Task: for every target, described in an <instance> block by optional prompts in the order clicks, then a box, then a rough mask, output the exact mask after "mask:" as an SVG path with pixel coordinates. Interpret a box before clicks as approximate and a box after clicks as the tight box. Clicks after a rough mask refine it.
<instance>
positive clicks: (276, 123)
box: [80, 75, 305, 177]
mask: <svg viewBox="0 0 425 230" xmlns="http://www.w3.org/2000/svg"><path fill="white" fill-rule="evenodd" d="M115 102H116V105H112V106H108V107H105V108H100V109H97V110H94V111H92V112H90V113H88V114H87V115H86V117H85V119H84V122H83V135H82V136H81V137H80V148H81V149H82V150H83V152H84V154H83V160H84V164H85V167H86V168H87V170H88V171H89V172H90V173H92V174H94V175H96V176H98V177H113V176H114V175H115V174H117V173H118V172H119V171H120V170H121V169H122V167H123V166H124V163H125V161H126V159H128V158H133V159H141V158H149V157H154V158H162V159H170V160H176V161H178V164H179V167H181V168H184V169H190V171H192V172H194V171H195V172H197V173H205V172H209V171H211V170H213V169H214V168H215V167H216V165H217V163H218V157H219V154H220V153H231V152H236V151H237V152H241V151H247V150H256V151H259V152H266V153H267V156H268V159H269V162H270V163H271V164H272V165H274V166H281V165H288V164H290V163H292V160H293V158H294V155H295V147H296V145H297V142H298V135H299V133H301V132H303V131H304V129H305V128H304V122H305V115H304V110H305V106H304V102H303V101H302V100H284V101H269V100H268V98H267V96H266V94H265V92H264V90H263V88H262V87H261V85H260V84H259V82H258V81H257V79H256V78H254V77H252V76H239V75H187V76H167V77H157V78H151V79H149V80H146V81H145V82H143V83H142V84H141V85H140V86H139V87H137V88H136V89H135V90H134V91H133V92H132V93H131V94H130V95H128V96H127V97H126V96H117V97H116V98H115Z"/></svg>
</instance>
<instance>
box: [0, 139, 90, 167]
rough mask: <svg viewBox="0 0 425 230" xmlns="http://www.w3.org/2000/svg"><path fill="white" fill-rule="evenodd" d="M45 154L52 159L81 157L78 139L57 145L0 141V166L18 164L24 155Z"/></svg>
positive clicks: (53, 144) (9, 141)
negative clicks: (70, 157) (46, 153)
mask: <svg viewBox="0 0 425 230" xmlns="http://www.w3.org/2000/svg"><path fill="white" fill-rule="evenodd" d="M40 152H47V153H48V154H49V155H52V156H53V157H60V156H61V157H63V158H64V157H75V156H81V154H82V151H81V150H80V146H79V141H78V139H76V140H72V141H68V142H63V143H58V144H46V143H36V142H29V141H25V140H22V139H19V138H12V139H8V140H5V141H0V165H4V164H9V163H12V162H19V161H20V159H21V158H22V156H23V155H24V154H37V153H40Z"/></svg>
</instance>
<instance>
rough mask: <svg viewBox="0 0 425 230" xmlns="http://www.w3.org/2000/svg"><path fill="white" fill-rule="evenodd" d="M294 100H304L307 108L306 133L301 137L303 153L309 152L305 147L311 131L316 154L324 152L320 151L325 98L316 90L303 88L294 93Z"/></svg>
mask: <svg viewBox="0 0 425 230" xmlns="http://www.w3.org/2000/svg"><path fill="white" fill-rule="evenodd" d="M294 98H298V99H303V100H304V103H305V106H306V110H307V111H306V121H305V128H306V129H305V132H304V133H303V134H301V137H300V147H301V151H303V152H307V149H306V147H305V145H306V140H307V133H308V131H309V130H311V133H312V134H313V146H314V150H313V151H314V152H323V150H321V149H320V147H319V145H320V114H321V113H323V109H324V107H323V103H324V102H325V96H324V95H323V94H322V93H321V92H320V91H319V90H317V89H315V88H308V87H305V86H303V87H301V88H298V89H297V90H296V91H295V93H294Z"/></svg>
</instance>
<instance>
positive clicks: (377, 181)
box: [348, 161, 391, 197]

────────────────────

◆ **What the task requires**: Write the opening line of the data above and every line after it, exactly, stopping once you have written the line with "positive clicks: (276, 123)".

◆ **Output**:
Task: for every target, described in an <instance> block by optional prompts in the order clicks, then a box, then a rough mask, output the exact mask after "mask:" as an SVG path with pixel coordinates. Interpret a box before clicks as approximate and a box after clicks as the tight box. Clicks after a rough mask refine it.
<instance>
positive clicks: (276, 123)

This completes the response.